I gotta warn y'all - WATCH OUT FOR THE DEALERSHIP! 
I took my car to the dealer for an oil change when the car was nearly new(15,000 miles), basically just so I could get the warranty book stamped. Of course they wouldn't stamp it (they never did, including when I bought the car), but that's beside the point.
After a few thousand miles I noticed my idle was rough. Checked the oil, it was blacker than it ever had been before. Strange, let me check the receipt to make sure how many miles I've gone... 3,000 miles, cool. Happened to notice the price of the oil. $2.50 per quart. $2.50? Hmmm...
WHAT??? You can't BUY synthetic oil for $2.50 / quart!!!








The DEALER put DINO OIL in my new TURBO car!!!???






















I called and asked several questions (gently and innocently) until they confirmed:
"Since so many customers complain about the price of an oil change, we don't use synthetic oil unless the customer specifically requests it." 
WTF????






















Can anyone name a non-synthetic 502.0 spec oil?








I just shake my head in amazement - they don't even ask before sticking non-spec oil into a nearly brand new turbo car. Common sense demands you put the RIGHT oil in there, unless the customer requests otherwise. Needless to say I changed it right away. Never saw dark oil like that again. http://****************.com/smile/emthup.gif 
You ask about "sludge problems"? I'll bet every 1.8T customer who gets oil changes at this dealer accumulates sludge. And who knows how many other dealers do the exact same thing?






















Can someone else check your receipts and confirm VW uses Dino oil in 1.8Ts routinely?


----------



## Abramite (Jun 12, 2007)

*Re: 1.8T sludge problem? (likemyjetta)*

Should have used Castrol GTX, for sludge protection! DONT YOU WATCH TV!?!?!
j/k use Mobil 1!!!!


----------



## [email protected] USA (May 17, 2007)

*Re: 1.8T sludge problem? (Wizard-of-OD)*


_Quote, originally posted by *Wizard-of-OD* »_
Same position it would be on the transverse motors.The pick up is pretty much right below cylinder #2.I have spent the last week looking for this so called "oil pan" problem and still have not found it.

> [Tasks and exercises]
A) Render this sentence from the oil-change thread in Spanish: "Needless to say I changed it right away."
B) Reproduce, word for word, the stretch of the oil-change thread from "I gotta warn" through "new TURBO car!!!???".

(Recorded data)
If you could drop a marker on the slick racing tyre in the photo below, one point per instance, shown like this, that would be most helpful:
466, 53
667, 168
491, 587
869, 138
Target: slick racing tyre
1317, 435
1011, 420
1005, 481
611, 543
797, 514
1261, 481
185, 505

> [Full solutions]
A) Ni que decir tiene que lo cambié de inmediato.

B)
I gotta warn y'all - WATCH OUT FOR THE DEALERSHIP! 
I took my car to the dealer for an oil change when the car was nearly new(15,000 miles), basically just so I could get the warranty book stamped. Of course they wouldn't stamp it (they never did, including when I bought the car), but that's beside the point.
After a few thousand miles I noticed my idle was rough. Checked the oil, it was blacker than it ever had been before. Strange, let me check the receipt to make sure how many miles I've gone... 3,000 miles, cool. Happened to notice the price of the oil. $2.50 per quart. $2.50? Hmmm...
WHAT??? You can't BUY synthetic oil for $2.50 / quart!!!








The DEALER put DINO OIL in my new TURBO car!!!???